— start —
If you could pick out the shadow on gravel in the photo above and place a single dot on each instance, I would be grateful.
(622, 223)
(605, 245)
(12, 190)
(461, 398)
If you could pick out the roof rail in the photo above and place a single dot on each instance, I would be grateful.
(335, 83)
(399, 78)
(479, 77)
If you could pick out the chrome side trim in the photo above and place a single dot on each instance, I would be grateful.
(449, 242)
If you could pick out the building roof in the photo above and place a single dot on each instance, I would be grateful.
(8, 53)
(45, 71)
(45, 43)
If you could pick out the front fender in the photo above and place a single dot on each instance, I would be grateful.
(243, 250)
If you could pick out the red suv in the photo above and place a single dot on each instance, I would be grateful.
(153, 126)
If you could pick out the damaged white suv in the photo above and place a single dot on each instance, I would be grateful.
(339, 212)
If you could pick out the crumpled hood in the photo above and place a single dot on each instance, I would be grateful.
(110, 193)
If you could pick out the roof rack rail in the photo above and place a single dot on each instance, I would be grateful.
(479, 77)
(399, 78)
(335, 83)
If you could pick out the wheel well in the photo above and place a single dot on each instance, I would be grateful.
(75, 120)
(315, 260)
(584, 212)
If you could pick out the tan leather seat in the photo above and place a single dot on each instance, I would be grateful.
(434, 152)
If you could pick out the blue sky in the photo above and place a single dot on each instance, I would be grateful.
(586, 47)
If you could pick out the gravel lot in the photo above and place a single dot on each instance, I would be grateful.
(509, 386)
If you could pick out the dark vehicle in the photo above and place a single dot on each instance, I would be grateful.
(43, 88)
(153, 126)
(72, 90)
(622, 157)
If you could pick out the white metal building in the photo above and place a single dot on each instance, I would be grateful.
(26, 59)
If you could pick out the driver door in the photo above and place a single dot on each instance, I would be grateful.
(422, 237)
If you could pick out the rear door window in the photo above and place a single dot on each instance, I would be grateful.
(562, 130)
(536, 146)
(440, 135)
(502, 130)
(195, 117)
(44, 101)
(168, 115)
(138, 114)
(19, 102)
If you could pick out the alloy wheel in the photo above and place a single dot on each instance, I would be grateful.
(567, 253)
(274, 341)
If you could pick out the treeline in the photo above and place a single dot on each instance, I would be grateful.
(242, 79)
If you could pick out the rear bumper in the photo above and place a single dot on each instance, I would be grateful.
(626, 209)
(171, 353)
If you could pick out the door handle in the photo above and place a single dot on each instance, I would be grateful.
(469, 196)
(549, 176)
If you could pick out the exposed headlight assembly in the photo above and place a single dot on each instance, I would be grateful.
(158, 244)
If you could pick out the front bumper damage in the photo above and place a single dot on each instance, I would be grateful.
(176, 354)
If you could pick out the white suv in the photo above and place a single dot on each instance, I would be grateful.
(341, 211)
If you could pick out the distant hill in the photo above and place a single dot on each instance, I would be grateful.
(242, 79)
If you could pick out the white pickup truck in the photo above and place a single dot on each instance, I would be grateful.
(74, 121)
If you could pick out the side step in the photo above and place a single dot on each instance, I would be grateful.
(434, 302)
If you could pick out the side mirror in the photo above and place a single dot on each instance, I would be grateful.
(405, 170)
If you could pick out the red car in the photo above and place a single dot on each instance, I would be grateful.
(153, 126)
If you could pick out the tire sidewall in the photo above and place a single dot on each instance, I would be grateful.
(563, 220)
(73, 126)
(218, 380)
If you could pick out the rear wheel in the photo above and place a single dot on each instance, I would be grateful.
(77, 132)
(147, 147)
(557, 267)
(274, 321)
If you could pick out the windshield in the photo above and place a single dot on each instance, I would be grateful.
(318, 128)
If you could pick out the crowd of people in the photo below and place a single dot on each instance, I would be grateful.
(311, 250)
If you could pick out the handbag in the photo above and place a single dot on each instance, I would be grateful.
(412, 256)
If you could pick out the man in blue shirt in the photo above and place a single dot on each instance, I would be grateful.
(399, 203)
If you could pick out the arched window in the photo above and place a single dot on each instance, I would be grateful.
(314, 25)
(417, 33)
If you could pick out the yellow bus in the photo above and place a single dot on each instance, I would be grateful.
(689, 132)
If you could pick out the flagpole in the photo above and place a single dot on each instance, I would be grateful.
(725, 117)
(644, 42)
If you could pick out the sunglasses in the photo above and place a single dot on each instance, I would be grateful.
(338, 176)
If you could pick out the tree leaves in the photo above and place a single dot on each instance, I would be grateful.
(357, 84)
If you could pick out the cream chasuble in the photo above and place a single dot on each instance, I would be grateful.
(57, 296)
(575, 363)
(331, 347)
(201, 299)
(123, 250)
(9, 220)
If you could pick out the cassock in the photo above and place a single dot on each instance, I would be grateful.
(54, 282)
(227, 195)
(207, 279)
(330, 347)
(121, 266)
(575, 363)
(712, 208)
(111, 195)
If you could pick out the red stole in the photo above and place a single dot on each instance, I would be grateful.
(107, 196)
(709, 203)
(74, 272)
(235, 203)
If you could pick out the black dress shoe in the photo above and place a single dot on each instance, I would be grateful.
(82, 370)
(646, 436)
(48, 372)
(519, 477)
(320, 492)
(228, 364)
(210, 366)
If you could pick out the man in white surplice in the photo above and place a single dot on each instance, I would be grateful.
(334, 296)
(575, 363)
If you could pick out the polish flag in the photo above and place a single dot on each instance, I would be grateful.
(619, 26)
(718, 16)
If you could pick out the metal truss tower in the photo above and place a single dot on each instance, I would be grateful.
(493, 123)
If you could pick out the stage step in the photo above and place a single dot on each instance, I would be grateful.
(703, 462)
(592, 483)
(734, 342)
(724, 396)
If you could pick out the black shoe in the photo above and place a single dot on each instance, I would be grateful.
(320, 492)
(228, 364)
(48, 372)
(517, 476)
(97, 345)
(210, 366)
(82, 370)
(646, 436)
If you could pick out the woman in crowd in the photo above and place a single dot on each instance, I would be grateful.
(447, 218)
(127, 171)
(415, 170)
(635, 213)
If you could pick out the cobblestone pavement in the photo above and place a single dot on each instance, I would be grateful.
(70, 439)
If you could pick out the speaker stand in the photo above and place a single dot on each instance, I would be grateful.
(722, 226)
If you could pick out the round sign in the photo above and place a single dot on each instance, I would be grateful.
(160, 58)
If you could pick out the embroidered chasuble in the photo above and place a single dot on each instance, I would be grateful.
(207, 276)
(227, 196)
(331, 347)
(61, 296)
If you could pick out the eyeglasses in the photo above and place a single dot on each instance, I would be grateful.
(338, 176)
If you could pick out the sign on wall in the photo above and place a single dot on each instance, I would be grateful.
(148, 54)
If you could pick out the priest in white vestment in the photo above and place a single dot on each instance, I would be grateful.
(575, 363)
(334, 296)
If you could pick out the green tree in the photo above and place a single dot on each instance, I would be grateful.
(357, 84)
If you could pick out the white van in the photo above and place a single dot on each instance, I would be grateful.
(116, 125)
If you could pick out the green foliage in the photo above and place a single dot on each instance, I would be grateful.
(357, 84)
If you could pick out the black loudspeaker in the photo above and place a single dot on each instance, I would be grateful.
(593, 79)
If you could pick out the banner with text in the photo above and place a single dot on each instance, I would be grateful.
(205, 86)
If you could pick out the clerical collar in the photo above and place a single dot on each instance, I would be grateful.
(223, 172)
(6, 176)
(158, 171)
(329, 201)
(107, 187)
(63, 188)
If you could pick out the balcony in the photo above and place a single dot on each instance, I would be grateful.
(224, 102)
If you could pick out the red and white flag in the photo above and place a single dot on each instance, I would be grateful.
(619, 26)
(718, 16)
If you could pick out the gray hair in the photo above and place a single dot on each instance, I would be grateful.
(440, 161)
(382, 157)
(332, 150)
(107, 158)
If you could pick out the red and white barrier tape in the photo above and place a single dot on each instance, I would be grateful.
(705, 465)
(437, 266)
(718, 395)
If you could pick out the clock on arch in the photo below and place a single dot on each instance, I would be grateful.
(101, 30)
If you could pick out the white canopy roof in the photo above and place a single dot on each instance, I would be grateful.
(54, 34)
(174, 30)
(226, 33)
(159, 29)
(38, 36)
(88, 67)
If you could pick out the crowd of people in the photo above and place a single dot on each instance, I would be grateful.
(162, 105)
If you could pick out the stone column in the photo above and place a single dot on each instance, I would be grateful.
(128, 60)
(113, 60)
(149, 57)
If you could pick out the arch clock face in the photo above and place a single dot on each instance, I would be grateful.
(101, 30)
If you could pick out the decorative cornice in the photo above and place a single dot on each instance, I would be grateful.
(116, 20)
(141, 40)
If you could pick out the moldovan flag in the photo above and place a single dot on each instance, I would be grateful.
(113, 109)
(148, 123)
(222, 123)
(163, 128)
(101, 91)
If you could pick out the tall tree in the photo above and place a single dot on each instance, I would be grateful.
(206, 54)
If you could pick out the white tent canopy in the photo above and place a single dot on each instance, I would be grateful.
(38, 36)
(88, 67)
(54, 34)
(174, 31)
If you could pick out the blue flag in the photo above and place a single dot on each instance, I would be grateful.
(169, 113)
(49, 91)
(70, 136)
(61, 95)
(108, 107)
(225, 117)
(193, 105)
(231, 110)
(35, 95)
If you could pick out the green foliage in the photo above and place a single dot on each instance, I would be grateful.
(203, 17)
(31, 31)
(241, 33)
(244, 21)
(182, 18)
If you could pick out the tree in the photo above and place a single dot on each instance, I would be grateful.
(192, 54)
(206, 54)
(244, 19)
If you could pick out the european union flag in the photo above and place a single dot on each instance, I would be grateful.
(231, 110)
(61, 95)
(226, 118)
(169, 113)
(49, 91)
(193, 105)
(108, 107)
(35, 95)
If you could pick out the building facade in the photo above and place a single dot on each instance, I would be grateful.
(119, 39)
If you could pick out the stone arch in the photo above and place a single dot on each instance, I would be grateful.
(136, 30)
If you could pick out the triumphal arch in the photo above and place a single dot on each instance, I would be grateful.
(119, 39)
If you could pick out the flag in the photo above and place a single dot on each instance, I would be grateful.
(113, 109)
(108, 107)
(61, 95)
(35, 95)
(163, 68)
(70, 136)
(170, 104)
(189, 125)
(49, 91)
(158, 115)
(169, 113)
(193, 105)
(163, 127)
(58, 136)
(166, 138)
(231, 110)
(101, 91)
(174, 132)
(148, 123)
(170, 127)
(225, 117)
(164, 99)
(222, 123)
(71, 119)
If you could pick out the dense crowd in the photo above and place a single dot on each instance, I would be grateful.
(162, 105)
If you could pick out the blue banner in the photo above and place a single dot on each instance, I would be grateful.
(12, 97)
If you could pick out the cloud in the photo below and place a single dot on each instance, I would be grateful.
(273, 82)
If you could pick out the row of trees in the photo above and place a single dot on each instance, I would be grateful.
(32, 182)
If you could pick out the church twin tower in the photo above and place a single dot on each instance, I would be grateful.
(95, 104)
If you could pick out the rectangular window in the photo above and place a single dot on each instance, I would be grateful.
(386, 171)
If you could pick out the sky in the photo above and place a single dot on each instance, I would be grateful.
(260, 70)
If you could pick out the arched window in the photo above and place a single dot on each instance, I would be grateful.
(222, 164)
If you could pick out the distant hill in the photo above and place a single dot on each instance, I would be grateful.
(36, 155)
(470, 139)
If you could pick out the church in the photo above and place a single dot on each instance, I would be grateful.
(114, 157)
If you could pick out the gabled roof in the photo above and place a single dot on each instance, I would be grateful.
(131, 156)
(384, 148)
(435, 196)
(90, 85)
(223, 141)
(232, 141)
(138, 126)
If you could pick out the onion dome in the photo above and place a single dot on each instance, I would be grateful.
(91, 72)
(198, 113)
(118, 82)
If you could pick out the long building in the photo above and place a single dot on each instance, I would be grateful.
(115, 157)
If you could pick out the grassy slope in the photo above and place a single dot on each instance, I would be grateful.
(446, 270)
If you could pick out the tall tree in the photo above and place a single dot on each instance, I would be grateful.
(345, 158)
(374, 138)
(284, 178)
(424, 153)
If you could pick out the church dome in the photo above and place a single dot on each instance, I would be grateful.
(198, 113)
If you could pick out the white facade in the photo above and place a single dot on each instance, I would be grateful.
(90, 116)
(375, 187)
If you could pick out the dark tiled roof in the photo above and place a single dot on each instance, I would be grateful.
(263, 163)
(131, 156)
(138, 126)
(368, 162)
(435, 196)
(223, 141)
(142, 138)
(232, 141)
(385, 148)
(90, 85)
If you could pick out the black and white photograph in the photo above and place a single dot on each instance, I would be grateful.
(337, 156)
— end —
**THE REQUEST**
Repeat everything from the line containing "If you could pick out the church in" down to the end of the records, keeping each line unchanged.

**REPLY TO THE TASK**
If you could pick out the church in the photo above and place a single dot on each instance, I would be grateful.
(114, 157)
If you could pick out the gabled roof in the photo above and place a single dot on each instance, I would be grateful.
(131, 156)
(384, 148)
(435, 196)
(90, 85)
(223, 141)
(232, 141)
(138, 126)
If you could pick out the onion dome in the photo above and place a single dot on each instance, I would be grateful.
(91, 72)
(198, 113)
(118, 82)
If you could pick out the long building in the photo above and place a single dot on each instance, I would be grateful.
(115, 157)
If you could pick out the grassy slope in the photo above and place a single dot on each instance, I would be grateful.
(446, 270)
If you could pick out the tall tree in the photo above and place a single dot on each instance, I would be grateful.
(345, 158)
(374, 138)
(284, 178)
(424, 153)
If you could pick out the church dome in the photo above and place a single dot on each instance, I would be grateful.
(198, 113)
If you could pick out the white facade in the photo above and place a single dot on each instance, I would be grateful.
(90, 116)
(375, 187)
If you could pick out the dark tiled roof in the photo above and place a single dot on each instance, I would be grateful.
(263, 163)
(131, 156)
(138, 126)
(368, 162)
(435, 196)
(223, 141)
(142, 138)
(232, 141)
(385, 148)
(90, 85)
If you could pick out the black and white photograph in the photo above and place a single dot on each instance, I would be grateful.
(337, 156)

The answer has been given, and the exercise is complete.